Goal:
Can you retype all of the entries below word for word, leaving the pictures out?

Recorded information:

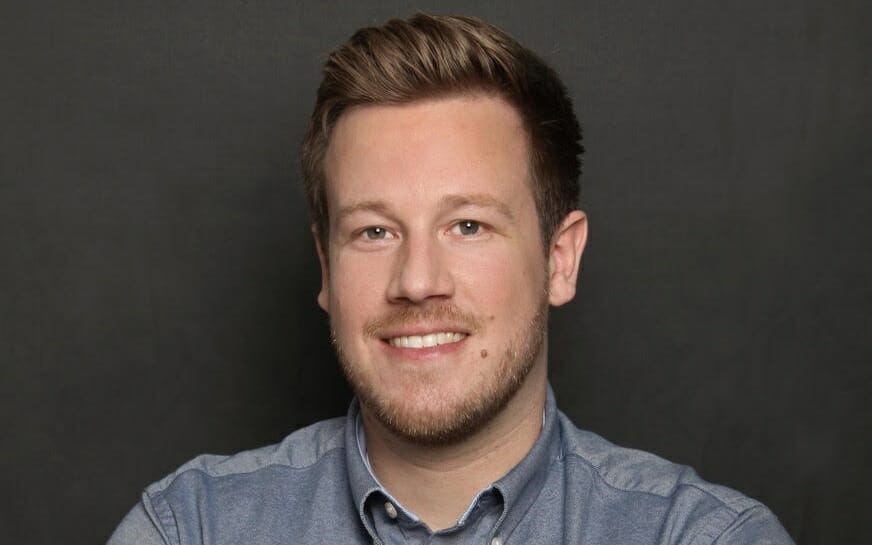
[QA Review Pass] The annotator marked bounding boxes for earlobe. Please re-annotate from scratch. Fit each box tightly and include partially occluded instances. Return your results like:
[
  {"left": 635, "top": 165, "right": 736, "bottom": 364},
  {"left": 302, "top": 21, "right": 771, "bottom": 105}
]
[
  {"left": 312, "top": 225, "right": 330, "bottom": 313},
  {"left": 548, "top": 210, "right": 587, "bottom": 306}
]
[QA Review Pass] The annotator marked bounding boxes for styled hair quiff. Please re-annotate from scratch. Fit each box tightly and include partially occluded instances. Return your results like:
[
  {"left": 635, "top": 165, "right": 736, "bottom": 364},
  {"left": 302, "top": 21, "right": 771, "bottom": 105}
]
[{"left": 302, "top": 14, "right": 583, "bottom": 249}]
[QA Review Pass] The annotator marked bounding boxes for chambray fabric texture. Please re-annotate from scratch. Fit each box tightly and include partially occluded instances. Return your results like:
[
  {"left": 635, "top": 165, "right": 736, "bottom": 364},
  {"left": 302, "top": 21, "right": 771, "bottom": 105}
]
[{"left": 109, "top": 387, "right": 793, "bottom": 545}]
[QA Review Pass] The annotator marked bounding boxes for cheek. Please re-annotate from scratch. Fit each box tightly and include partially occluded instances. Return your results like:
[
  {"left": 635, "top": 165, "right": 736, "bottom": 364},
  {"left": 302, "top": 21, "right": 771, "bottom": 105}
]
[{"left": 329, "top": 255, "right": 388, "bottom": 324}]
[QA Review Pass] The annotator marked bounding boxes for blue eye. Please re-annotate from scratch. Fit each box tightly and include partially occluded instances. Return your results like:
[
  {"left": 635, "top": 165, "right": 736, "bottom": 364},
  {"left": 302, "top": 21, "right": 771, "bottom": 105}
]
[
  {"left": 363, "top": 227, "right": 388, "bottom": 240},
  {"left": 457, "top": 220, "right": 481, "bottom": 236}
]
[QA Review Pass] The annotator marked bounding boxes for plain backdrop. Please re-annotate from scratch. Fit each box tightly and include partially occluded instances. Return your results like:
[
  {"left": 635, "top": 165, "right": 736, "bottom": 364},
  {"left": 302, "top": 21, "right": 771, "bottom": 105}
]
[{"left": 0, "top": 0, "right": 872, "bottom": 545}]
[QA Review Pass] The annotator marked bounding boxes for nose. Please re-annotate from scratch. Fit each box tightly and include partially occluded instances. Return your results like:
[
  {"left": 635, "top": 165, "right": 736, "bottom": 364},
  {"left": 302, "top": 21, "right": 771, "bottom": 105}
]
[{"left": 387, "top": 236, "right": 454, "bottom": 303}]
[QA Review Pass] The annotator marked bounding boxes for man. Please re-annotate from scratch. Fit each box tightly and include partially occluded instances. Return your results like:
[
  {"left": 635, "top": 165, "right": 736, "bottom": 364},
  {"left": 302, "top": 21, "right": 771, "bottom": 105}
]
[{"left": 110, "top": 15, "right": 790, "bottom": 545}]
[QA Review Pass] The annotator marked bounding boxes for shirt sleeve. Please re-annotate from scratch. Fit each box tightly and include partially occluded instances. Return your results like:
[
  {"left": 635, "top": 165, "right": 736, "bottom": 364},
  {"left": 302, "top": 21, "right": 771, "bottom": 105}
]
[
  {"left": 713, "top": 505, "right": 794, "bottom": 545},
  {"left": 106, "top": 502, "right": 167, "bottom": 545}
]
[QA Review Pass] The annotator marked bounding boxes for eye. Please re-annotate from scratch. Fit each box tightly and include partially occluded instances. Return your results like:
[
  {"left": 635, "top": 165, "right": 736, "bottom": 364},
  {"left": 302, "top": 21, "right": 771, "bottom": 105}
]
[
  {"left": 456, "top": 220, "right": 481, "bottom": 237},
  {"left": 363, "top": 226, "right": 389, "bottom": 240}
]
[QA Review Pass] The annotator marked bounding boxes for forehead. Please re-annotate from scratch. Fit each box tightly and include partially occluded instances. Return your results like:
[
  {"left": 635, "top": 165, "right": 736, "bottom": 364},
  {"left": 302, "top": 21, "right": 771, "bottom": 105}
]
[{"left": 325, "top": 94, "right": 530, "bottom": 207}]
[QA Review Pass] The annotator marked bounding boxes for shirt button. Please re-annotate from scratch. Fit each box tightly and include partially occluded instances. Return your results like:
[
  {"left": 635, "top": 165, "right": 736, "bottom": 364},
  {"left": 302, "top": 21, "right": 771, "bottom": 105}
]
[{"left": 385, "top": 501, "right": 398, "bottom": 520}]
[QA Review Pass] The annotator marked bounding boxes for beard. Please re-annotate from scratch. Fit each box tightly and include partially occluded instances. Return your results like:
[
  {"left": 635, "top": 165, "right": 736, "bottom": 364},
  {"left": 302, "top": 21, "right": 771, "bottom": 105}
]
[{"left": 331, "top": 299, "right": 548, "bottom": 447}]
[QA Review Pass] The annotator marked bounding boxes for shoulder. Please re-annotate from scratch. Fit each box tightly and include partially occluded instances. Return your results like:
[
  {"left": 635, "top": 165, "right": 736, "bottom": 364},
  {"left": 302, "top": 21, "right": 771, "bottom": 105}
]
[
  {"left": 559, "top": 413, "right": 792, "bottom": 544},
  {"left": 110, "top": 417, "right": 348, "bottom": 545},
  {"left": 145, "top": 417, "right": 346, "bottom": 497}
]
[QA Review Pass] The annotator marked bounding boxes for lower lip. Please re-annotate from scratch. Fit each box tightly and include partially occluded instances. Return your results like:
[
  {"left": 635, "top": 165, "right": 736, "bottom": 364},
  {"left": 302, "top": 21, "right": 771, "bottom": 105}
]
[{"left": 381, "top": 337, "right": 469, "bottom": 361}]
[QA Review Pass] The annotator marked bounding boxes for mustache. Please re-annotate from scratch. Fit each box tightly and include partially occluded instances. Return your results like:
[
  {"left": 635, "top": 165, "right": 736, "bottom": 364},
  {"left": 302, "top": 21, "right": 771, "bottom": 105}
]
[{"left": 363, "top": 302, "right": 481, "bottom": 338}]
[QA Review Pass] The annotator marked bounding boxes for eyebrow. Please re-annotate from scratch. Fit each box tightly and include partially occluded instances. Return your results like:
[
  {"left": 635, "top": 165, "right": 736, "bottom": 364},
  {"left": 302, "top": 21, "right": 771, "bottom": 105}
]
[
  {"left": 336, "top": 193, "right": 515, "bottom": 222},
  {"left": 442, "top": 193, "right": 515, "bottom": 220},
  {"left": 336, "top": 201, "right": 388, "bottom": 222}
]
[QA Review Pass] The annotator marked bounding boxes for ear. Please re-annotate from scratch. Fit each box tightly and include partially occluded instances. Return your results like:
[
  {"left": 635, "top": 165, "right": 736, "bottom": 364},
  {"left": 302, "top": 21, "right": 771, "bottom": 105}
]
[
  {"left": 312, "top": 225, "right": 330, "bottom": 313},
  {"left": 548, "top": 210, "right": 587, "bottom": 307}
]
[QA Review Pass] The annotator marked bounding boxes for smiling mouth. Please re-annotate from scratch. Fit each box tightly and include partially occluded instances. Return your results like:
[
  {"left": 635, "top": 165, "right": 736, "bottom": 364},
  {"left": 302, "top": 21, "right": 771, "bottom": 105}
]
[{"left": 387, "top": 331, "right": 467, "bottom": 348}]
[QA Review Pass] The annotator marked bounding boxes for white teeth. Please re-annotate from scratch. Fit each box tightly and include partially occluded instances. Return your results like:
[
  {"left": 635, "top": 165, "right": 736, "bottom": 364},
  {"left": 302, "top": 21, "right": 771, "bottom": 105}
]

Output for this task:
[QA Review Pass] The annotator marked bounding boxes for earlobe. Please re-annotate from scratch. Fit each box tightly and include partially occluded instances. Return your results like:
[
  {"left": 635, "top": 165, "right": 736, "bottom": 364},
  {"left": 302, "top": 21, "right": 771, "bottom": 105}
]
[
  {"left": 312, "top": 225, "right": 330, "bottom": 313},
  {"left": 548, "top": 210, "right": 587, "bottom": 306}
]
[QA Review Pass] The annotator marked bounding boxes for styled hair quiff. Please re-annotate from scratch. Fit each box tightly and include partially occluded instances. Return your results like:
[
  {"left": 635, "top": 165, "right": 736, "bottom": 364},
  {"left": 302, "top": 21, "right": 771, "bottom": 105}
]
[{"left": 302, "top": 14, "right": 583, "bottom": 249}]
[QA Review Pass] The annotator marked bounding boxes for chambray fabric texture. Please re-annotate from scratch. Fit each box tightly and include partially occluded instances. Return your results like:
[
  {"left": 635, "top": 165, "right": 736, "bottom": 364},
  {"left": 302, "top": 21, "right": 771, "bottom": 105}
]
[{"left": 109, "top": 387, "right": 793, "bottom": 545}]
[QA Review Pass] The annotator marked bounding boxes for cheek. Please re-annotate from scratch. Fit each box tightly and include partially occluded instances. Return your results like:
[
  {"left": 635, "top": 165, "right": 736, "bottom": 364},
  {"left": 302, "top": 21, "right": 771, "bottom": 105}
]
[{"left": 329, "top": 255, "right": 388, "bottom": 324}]
[QA Review Pass] The annotator marked bounding boxes for blue eye. Please re-annotate from scratch. Fit each box tightly and include partially occluded instances. Return your results like:
[
  {"left": 635, "top": 165, "right": 736, "bottom": 364},
  {"left": 302, "top": 21, "right": 771, "bottom": 105}
]
[
  {"left": 363, "top": 227, "right": 388, "bottom": 240},
  {"left": 457, "top": 220, "right": 481, "bottom": 236}
]
[QA Review Pass] The annotator marked bounding boxes for plain backdrop. Please re-annotate from scratch. Fit each box tightly and include partially occluded instances. Return your results like:
[
  {"left": 635, "top": 165, "right": 736, "bottom": 364},
  {"left": 302, "top": 21, "right": 771, "bottom": 105}
]
[{"left": 0, "top": 0, "right": 872, "bottom": 545}]
[QA Review Pass] The annotator marked bounding boxes for nose. Please re-annotate from scratch. Fit each box tightly and include partially occluded instances. Return your results like:
[
  {"left": 635, "top": 165, "right": 736, "bottom": 364},
  {"left": 302, "top": 21, "right": 771, "bottom": 105}
]
[{"left": 387, "top": 236, "right": 454, "bottom": 303}]
[QA Review Pass] The annotator marked bounding boxes for man. Please re-annotate from scratch. Fit each box tightly and include partially occluded instances. Return your results like:
[
  {"left": 635, "top": 165, "right": 736, "bottom": 364},
  {"left": 302, "top": 21, "right": 771, "bottom": 105}
]
[{"left": 110, "top": 15, "right": 790, "bottom": 545}]
[QA Review Pass] The annotator marked bounding boxes for shirt sleeve. Please re-annotate from scratch. Fit each box tightly and include partially occluded instances. Return your results like:
[
  {"left": 635, "top": 165, "right": 736, "bottom": 364},
  {"left": 302, "top": 21, "right": 771, "bottom": 105}
]
[
  {"left": 713, "top": 505, "right": 794, "bottom": 545},
  {"left": 106, "top": 502, "right": 167, "bottom": 545}
]
[QA Review Pass] The annotator marked bounding boxes for eye. Please re-annotate from scratch. Fit each box tightly and include partially occluded instances. Return your results like:
[
  {"left": 635, "top": 165, "right": 736, "bottom": 364},
  {"left": 302, "top": 21, "right": 771, "bottom": 105}
]
[
  {"left": 456, "top": 220, "right": 481, "bottom": 237},
  {"left": 363, "top": 226, "right": 389, "bottom": 240}
]
[QA Review Pass] The annotator marked bounding boxes for forehead. Please re-annotate from scratch. Fit each box tightly and include partially occluded instances. Return your results like:
[
  {"left": 635, "top": 165, "right": 736, "bottom": 364},
  {"left": 302, "top": 21, "right": 771, "bottom": 105}
]
[{"left": 325, "top": 94, "right": 530, "bottom": 207}]
[QA Review Pass] The annotator marked bounding boxes for shirt button. Please re-annotate from scratch. Fit each box tightly and include partially occluded instances. Return your results like:
[
  {"left": 635, "top": 165, "right": 736, "bottom": 364},
  {"left": 302, "top": 21, "right": 771, "bottom": 105}
]
[{"left": 385, "top": 501, "right": 398, "bottom": 520}]
[QA Review Pass] The annotator marked bounding boxes for beard. Please re-annotate from scratch. Fit each box tightly and include partially occluded instances. Return your results like:
[
  {"left": 635, "top": 165, "right": 736, "bottom": 364},
  {"left": 302, "top": 21, "right": 771, "bottom": 105}
]
[{"left": 331, "top": 299, "right": 548, "bottom": 447}]
[QA Review Pass] The annotator marked bounding boxes for shoulder. Please re-annotate from scratch. Fit each box tightly and include partially occluded instances. Return your results like:
[
  {"left": 635, "top": 165, "right": 736, "bottom": 364},
  {"left": 302, "top": 21, "right": 771, "bottom": 105}
]
[
  {"left": 559, "top": 413, "right": 792, "bottom": 544},
  {"left": 110, "top": 417, "right": 348, "bottom": 545},
  {"left": 145, "top": 417, "right": 346, "bottom": 497}
]
[QA Review Pass] The annotator marked bounding boxes for lower lip. Please re-annotate from scratch. Fit each box tightly and include partially occluded instances. Return your results like:
[
  {"left": 635, "top": 165, "right": 736, "bottom": 364},
  {"left": 302, "top": 21, "right": 771, "bottom": 105}
]
[{"left": 381, "top": 337, "right": 469, "bottom": 361}]
[QA Review Pass] The annotator marked bounding boxes for mustache. Please re-annotate from scratch. Fit each box tightly and include partially occluded instances. Return your results like:
[
  {"left": 635, "top": 165, "right": 736, "bottom": 364},
  {"left": 302, "top": 21, "right": 771, "bottom": 105}
]
[{"left": 363, "top": 302, "right": 481, "bottom": 338}]
[QA Review Pass] The annotator marked bounding boxes for eyebrow. Please re-annotate from scratch. Fit each box tightly and include partially occluded instances. Return your results like:
[
  {"left": 635, "top": 165, "right": 736, "bottom": 364},
  {"left": 302, "top": 21, "right": 771, "bottom": 105}
]
[
  {"left": 336, "top": 193, "right": 515, "bottom": 222},
  {"left": 442, "top": 193, "right": 515, "bottom": 220},
  {"left": 336, "top": 201, "right": 388, "bottom": 222}
]
[QA Review Pass] The annotator marked bounding boxes for ear. Please re-annotate from scratch. Fit each box tightly and include partially occluded instances. Return your results like:
[
  {"left": 635, "top": 165, "right": 736, "bottom": 364},
  {"left": 302, "top": 21, "right": 771, "bottom": 105}
]
[
  {"left": 312, "top": 225, "right": 330, "bottom": 313},
  {"left": 548, "top": 210, "right": 587, "bottom": 307}
]
[QA Review Pass] The annotator marked bounding boxes for smiling mouth. Please re-annotate from scratch. Fit each box tightly and include partially occluded instances. Return your results like:
[
  {"left": 635, "top": 165, "right": 736, "bottom": 364},
  {"left": 302, "top": 21, "right": 771, "bottom": 105}
]
[{"left": 387, "top": 331, "right": 467, "bottom": 348}]
[QA Review Pass] The annotator marked bounding boxes for white teeth. Please re-annotate from scratch. Fit each box tightly and include partially occluded instances. Return your results like:
[
  {"left": 635, "top": 165, "right": 736, "bottom": 364},
  {"left": 302, "top": 21, "right": 771, "bottom": 105}
]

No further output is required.